++++ ARTIKEL ++++
Heute wird es ein wenig historisch. Ich möchte euch zwei Bücher vorstellen, die sich mit der Geschichte beschäftigen. Das erste behandelt einige tausend Jahre der mitteleuropäischen Geschichte, das zweite beschränkt sich auf ein paar Jahre im Leben zweier Männern. Interessant sind sie aber beide.
“Germania” von Simon Winder (auf deutsch: Germany, oh Germany: Ein eigensinniges Geschichtsbuch) verspricht “A Personal History of Germans Ancient and Modern”. Im Klappentext wird darauf hingewiesen, dass das Buch “hilarious” ist und der Rezensent der Sunday Times meint sogar “It made me laugh so hard that I woke up my wife”. Er muss wohl ein anderes Buch gelesen haben, den lustig ist das Buch definitiv nicht. Ok, ab und zu gibt es den einen oder anderen (etwas lahmen) Witz, aber wer sich wegen der Aufmachung des Buches nun eine humorvolle Betrachtung von Deutschland und der deutschen Geschichte á la Bill Bryson (der im Klappentext auch erwähnt wird) erwartet, der wird enttäuscht werden.
Simon Winder hat ein Buch über die deutsche Geschichte geschrieben. Angefangen bei Arminius und der Varusschlacht arbeitet er sich durch die Jahrzehnte und probiert zu erklären, was Deutschland und deutsch ist. Ich bin kein Historiker und kann nicht beurteilen, wie komplett Winders Abhandlung ist. Aber man bekommt auf jeden Fall einen guten Überblick. Winder erzählt nicht nur von der Geschichte, er reist auch selbst durch Deutschland und nützt die Orte die er dort besucht als Aufhänger für seine Erklärungen. Ob das nun die vielen “Wunderkammern” in den Schlössern und Burgen sind, oder das eher unaufregende Gera: Winder findet immer etwas Interessantes. Ich habe aus dem Buch einiges gelernt. Deutschlands ungesunde Faszination mit dem Mittelalter war mir so bis jetzt noch nicht bewusst und was der 30jährigen Krieg mit Europa angerichtet hat, habe ich vorher auch in der Form noch nicht erfahren. Das Buch hat aber auch so seine Probleme. Winder reist zwar ständig durch das moderne Deutschland – spricht aber darüber kaum; genauso wenig wie er mit Deutschen gesprochen hat. Das moderne Deutschland wird überhaupt nicht behandelt; das Buch endet im Jahr 1933 (was Winder aber natürlich nicht hindert, sich überall im Buch auf Hitler und das Dritte Reich zu beziehen – anders geht es in Großbritannien wohl nicht). Wer kein Deutscher ist und objektive Informationen über Deutschland möchte, der sollte sich vielleicht lieber ein anderes Buch besorgen. Wer aber nur sein Geschichtswissen über Deutschland ein wenig auffrischen möchte, der findet in Winders Buch einen gut lesbaren Überblick mit vielen interessanten Details.
++++
KURZE AUFGABE A: Gib aus der Buchbesprechung den Abschnitt von „Heute wird es“ bis einschließlich „sie aber beide.“ wortgetreu wieder.
KURZE AUFGABE B: Schreibe die Buchbesprechung bitte im Anschluss an ihren letzten Satz weiter.
++++ ANGEZEIGTE EINTRÄGE ++++
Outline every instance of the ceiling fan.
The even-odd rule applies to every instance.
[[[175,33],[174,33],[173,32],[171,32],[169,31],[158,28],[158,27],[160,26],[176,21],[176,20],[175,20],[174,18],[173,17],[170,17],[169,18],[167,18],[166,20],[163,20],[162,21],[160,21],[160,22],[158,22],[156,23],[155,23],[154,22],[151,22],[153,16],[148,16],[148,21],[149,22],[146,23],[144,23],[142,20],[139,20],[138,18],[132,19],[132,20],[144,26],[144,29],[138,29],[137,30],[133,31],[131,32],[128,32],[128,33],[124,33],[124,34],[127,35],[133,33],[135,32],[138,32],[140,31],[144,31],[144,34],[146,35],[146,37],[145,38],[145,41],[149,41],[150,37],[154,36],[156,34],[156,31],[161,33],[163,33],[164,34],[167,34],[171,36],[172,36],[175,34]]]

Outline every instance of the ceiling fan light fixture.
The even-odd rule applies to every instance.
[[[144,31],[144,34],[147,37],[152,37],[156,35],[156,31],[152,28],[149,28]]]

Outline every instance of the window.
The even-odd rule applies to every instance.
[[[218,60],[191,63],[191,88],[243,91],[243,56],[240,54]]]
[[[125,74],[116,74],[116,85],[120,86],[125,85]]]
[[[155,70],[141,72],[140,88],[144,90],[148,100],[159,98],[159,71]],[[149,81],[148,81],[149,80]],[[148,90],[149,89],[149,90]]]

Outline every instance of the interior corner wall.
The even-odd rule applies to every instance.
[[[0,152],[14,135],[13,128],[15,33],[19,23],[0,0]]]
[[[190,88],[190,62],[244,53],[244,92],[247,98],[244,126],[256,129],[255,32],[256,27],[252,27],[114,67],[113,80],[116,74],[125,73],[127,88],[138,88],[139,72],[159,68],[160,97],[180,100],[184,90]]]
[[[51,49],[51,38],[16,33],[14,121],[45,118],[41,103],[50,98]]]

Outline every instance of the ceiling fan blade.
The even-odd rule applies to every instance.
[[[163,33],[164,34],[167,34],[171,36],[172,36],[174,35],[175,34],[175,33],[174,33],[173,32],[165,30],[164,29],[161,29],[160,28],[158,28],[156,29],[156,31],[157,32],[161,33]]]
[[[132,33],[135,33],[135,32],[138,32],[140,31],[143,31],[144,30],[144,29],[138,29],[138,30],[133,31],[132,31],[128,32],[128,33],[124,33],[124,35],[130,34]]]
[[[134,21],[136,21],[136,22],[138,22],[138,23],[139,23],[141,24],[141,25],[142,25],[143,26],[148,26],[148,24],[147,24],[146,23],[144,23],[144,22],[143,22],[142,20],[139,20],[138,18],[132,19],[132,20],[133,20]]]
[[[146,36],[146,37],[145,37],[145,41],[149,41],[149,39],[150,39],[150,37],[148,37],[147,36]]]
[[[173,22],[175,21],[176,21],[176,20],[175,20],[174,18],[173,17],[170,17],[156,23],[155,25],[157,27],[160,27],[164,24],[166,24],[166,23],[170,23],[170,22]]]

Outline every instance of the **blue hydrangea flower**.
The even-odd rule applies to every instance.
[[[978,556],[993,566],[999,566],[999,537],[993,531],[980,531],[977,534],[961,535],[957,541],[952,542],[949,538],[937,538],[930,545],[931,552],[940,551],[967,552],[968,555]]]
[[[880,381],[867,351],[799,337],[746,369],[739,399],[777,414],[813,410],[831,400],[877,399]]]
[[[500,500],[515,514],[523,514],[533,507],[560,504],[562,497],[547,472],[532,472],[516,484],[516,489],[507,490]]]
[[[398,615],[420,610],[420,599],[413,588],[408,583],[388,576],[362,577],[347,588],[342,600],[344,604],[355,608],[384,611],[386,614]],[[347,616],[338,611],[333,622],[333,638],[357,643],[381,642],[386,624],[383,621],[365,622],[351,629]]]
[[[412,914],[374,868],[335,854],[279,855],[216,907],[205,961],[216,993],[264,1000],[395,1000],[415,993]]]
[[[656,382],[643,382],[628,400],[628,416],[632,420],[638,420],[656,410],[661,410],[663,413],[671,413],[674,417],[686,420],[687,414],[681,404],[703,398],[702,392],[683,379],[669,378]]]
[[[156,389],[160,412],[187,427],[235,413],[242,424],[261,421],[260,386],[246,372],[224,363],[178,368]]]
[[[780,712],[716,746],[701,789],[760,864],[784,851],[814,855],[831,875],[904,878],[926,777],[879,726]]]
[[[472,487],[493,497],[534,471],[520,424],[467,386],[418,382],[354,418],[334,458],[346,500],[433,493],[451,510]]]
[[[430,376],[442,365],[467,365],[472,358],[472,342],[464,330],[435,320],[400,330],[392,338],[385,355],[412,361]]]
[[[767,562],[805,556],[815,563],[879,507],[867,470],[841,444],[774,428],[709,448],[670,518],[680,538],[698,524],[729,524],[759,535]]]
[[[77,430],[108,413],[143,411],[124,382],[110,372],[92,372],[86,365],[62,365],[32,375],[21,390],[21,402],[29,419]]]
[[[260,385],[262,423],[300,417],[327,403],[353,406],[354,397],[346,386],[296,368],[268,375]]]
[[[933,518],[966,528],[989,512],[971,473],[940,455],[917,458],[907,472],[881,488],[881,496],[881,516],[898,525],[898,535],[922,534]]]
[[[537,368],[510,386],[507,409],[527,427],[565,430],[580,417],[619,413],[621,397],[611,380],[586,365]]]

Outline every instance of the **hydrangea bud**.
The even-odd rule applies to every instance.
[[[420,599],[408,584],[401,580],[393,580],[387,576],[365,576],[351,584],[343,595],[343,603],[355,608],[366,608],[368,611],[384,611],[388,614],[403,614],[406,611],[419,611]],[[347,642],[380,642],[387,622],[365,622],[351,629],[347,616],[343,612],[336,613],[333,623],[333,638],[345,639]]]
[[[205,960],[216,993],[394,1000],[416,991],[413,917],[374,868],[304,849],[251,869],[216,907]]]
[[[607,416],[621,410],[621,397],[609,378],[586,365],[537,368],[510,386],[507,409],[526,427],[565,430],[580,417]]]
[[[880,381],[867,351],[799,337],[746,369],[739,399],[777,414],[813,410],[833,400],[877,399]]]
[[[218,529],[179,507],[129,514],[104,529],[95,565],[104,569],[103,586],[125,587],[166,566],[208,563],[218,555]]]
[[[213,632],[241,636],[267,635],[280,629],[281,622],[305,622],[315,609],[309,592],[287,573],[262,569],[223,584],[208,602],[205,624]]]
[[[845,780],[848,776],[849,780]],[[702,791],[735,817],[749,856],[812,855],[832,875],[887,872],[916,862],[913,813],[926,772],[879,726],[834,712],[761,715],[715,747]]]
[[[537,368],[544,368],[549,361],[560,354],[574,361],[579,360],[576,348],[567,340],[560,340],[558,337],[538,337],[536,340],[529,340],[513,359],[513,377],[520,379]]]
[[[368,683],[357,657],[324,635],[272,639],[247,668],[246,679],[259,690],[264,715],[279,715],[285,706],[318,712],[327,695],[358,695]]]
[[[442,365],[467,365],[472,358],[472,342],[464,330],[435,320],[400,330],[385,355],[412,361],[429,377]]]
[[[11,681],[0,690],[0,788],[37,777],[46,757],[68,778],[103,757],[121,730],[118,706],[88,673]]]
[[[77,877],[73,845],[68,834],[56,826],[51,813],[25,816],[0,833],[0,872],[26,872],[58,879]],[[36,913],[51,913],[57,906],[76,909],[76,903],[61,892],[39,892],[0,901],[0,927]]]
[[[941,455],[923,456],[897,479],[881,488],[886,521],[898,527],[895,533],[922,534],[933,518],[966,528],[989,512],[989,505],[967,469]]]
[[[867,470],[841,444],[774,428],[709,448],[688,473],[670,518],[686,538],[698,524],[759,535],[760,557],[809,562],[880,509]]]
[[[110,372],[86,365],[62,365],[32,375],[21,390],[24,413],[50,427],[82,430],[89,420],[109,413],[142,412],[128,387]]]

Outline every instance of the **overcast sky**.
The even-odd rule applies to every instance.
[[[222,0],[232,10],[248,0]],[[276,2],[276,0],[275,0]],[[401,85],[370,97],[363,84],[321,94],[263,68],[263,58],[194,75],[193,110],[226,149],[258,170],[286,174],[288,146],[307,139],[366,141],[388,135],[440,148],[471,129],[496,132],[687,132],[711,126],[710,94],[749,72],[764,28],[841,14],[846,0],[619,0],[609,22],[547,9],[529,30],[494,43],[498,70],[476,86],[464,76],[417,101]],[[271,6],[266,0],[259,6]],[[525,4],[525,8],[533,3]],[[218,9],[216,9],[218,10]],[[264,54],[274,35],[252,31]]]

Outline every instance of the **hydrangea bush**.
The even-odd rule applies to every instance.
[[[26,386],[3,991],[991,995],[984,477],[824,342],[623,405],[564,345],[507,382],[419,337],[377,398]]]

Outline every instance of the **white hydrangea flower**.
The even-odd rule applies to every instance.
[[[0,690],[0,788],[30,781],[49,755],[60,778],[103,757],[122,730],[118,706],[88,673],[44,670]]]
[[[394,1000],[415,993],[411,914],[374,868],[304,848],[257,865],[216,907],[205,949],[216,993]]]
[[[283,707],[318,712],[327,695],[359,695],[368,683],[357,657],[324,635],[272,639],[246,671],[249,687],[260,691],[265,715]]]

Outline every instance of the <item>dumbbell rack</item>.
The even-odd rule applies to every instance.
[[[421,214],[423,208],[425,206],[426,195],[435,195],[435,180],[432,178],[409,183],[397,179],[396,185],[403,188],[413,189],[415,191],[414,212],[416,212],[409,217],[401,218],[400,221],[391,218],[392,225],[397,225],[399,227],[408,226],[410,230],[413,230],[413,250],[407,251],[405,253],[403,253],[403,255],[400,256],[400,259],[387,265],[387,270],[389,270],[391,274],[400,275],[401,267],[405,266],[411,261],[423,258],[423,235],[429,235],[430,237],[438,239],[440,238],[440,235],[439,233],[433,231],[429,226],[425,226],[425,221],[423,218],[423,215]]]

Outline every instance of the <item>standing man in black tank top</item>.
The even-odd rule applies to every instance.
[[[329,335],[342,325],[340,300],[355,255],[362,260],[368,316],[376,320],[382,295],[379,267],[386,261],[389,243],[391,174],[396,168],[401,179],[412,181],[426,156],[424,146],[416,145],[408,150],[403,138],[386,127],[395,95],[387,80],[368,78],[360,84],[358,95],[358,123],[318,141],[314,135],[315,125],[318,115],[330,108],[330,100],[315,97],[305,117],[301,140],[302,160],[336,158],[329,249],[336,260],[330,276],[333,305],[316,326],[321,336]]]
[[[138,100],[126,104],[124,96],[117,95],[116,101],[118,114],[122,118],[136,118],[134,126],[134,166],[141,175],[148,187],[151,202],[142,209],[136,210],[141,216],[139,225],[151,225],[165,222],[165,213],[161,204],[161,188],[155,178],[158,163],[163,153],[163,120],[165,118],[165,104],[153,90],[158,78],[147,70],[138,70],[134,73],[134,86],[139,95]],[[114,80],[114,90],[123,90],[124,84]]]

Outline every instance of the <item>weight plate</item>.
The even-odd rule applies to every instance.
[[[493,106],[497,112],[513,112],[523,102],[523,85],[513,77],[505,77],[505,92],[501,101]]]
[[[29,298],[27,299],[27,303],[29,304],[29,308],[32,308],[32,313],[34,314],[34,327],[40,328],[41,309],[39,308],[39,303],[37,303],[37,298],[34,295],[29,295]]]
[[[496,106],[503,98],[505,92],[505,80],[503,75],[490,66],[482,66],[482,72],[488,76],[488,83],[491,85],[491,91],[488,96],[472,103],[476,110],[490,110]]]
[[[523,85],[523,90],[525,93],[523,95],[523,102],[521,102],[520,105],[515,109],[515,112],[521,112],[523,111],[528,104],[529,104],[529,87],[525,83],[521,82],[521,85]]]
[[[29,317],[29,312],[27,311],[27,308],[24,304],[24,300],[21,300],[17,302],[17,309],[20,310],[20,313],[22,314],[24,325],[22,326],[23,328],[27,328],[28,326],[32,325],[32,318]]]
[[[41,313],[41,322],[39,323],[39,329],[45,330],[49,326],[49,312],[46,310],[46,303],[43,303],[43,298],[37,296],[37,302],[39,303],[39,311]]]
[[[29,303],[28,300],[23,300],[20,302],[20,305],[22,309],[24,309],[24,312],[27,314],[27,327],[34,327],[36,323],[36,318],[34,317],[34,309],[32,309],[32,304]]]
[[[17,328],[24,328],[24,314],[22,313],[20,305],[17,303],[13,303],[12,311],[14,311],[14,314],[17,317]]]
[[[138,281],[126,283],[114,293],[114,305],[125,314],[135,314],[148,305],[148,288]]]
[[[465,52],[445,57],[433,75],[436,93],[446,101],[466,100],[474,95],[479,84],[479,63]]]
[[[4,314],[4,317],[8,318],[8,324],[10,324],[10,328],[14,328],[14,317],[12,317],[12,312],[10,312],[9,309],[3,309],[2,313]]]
++++
SCHRIFTLICHE ANTWORT A:
Heute wird es ein wenig historisch. Ich möchte euch zwei Bücher vorstellen, die sich mit der Geschichte beschäftigen. Das erste behandelt einige tausend Jahre der mitteleuropäischen Geschichte, das zweite beschränkt sich auf ein paar Jahre im Leben zweier Männern. Interessant sind sie aber beide.

SCHRIFTLICHE ANTWORT B:
Um ein ganz anderes Thema geht es in “Newton and the Counterfeiter” von Thomas Levenson. Nach der Lektüre der Einleitung könnte man meinen, man sei in einem originellen Sci-Fi/Fantasy-Roman gelandet, der in einer Parallelwelt spielt: Levenson erzählt von Isaac Newton, der ingocnito in einer schäbigen Kneipe in London sitzt um sich dort mit ebenso schäbigen Gesindel zu treffen um Informationen über einen Geldfälscher zu erhalten, den Newton unbedingt hinter Gitter bringen wollen. Der große Physiker Isaac Newton als Detektiv, der Verbrecher jagt? Das klingt tatsächlich nach einer äußerst coolen Idee für ein Buch. Aber Stevenson hat keinen Roman geschrieben, sondern ein Sachbuch. Das Treffen zwischen Newton und dem Informaten in der Kneipe hat tatsächlich stattgefunden. Denn was viele nicht wissen: Newton war nicht nur ein genialer Wissenschaftler, er hat die zweite Hälfte seines Lebens als Beamter im Dienst der englischen Krone verbracht. Im Jahr 1696 wurde Newton zum “Wächter der königlichen Münzprägeanstalt” (“Warden of the Royal Mint”) ernannt.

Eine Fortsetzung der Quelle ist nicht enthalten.